→ YOUR GOAL: Return, unchanged, the lines of the data that run from the line containing "TARGET = muddy terrain" through the final line of the data, with both ends included.

::: RECORDS FOR THE EXERCISE

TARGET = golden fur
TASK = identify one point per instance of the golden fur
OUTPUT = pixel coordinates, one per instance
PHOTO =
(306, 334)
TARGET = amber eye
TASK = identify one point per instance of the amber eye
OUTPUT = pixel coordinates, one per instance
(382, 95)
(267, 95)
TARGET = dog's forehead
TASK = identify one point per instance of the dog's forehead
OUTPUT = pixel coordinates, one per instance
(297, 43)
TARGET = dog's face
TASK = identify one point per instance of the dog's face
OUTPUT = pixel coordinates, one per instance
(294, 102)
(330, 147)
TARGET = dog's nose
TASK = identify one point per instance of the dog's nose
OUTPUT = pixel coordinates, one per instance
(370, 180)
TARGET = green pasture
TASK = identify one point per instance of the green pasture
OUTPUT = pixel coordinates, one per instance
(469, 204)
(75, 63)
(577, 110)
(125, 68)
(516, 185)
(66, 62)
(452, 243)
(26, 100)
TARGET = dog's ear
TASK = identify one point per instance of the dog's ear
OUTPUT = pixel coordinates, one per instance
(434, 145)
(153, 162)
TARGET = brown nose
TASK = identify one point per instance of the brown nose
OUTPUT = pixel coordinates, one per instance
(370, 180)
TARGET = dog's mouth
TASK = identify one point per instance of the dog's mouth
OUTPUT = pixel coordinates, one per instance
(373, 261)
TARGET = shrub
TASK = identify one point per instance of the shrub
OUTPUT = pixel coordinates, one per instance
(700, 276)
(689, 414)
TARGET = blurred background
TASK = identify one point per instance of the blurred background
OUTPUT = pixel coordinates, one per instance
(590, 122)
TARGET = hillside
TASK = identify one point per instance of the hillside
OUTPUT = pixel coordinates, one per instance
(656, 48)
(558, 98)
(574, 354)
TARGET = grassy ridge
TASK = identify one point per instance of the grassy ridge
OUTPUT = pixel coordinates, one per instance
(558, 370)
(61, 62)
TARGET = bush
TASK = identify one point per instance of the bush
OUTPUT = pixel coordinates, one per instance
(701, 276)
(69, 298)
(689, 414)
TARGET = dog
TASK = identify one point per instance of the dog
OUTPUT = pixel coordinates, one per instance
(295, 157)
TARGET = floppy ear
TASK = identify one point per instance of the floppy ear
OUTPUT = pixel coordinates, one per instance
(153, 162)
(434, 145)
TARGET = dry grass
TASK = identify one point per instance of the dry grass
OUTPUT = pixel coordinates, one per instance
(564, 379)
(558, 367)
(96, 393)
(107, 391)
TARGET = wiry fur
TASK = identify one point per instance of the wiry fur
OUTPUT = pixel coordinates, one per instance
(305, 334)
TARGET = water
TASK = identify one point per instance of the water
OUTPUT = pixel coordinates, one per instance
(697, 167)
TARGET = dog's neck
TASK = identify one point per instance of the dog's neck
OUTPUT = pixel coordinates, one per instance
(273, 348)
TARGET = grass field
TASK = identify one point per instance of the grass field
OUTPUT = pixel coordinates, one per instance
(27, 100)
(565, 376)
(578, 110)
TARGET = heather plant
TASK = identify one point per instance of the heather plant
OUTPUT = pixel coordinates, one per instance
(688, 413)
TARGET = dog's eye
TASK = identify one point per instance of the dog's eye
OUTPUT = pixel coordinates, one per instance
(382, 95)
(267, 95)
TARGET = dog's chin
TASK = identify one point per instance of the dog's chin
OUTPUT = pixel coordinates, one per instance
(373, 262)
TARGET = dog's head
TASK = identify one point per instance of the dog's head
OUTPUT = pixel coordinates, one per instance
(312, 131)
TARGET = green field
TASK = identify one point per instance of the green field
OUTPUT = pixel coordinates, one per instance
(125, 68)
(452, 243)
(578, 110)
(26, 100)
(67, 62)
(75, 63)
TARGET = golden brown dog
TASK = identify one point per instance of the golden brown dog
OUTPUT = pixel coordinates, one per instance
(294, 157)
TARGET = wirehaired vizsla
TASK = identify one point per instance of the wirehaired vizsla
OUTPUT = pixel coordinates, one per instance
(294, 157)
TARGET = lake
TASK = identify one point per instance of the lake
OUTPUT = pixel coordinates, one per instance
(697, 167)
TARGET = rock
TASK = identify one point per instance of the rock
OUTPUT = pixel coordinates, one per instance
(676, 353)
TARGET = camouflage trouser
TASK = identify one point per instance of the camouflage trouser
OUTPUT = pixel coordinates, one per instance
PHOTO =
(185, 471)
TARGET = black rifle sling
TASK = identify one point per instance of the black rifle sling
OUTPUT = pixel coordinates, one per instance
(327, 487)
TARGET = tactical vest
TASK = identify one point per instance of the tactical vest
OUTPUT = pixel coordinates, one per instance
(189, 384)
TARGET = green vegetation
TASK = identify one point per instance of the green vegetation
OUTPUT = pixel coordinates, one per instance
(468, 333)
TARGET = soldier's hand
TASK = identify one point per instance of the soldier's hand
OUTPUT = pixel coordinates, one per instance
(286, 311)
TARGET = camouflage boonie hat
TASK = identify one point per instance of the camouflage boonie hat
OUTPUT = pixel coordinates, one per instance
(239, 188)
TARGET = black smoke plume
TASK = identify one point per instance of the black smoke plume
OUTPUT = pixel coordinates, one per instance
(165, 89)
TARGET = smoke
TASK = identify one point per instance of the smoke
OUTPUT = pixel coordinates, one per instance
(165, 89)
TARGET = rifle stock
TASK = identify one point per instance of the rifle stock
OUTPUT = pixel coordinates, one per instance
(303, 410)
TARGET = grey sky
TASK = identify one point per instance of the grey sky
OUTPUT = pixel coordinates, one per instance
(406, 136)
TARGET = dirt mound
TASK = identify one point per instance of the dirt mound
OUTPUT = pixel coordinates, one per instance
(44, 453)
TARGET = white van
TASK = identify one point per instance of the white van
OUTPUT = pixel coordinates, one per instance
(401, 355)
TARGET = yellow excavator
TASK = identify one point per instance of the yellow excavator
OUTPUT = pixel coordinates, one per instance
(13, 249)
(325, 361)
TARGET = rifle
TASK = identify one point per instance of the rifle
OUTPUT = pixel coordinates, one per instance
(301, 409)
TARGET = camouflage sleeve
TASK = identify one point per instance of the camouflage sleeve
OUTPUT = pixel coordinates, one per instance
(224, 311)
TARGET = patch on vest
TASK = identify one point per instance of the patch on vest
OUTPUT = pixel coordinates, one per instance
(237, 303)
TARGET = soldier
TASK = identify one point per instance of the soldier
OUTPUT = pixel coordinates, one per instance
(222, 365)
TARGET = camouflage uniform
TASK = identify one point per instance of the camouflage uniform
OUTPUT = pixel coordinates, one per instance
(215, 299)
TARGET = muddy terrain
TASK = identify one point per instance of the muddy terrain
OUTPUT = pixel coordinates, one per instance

::::::

→ TASK RESULT:
TARGET = muddy terrain
TASK = identify one point per instance of the muddy terrain
OUTPUT = pixel coordinates, one per instance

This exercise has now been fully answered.